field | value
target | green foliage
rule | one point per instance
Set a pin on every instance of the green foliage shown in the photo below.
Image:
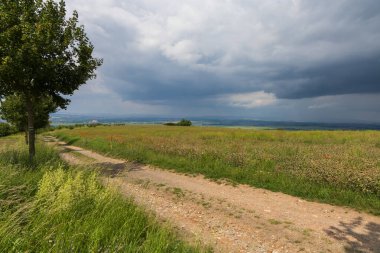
(42, 54)
(54, 208)
(14, 111)
(337, 167)
(6, 129)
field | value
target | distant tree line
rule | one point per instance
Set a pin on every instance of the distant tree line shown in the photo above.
(182, 122)
(45, 56)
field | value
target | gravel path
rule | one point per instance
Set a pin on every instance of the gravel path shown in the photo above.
(235, 219)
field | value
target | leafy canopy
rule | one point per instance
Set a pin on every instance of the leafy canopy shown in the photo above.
(42, 53)
(14, 111)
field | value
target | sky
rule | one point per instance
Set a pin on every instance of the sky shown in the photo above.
(268, 60)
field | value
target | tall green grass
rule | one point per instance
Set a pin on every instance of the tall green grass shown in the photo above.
(50, 207)
(336, 167)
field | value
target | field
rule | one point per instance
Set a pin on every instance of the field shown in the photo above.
(51, 207)
(337, 167)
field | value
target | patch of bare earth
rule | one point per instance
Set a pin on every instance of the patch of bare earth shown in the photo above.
(235, 219)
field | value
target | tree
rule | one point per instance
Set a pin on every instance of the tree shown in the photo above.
_ _ _ _
_Exercise goal:_
Please state how many lines in the items above contain the string "leafy", with case counting. Give only the number.

_Written answer:_
2